DATA SHOWN:
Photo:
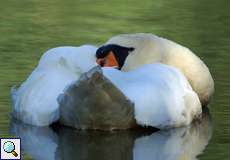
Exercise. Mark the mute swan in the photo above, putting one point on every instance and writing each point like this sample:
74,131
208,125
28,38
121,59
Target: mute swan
146,48
35,101
161,95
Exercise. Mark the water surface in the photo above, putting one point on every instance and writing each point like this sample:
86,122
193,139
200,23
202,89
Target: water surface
29,27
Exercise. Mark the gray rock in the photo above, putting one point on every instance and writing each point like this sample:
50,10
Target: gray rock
93,102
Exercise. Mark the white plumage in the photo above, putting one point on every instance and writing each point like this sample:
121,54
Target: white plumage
150,48
162,96
35,101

TASK TO CARRY OUT: Please reproduce everything from the line containing "Exercise. Mark the water" down to the end of the material, both ends included, keeping each request and its sample points unchanged. In the answers, multiply every point coordinate by 0.6 and round to whole numbers, rounding halves up.

OUTPUT FOR THIS EXERCISE:
Exercise. Mark the water surface in the photo above, putting one point on every instance and writing each point like this sample:
86,122
193,139
200,23
202,89
Target: water surface
17,16
Exercise. Mark the gray rock in the photo above, putting one point on every instance and writing each point like this sample:
50,10
Target: gray rock
56,61
Exercise. Mark the white plumage in the photo above, putting one point on every instance and writing each point like this sample:
121,54
Target: white plumage
90,29
97,58
21,61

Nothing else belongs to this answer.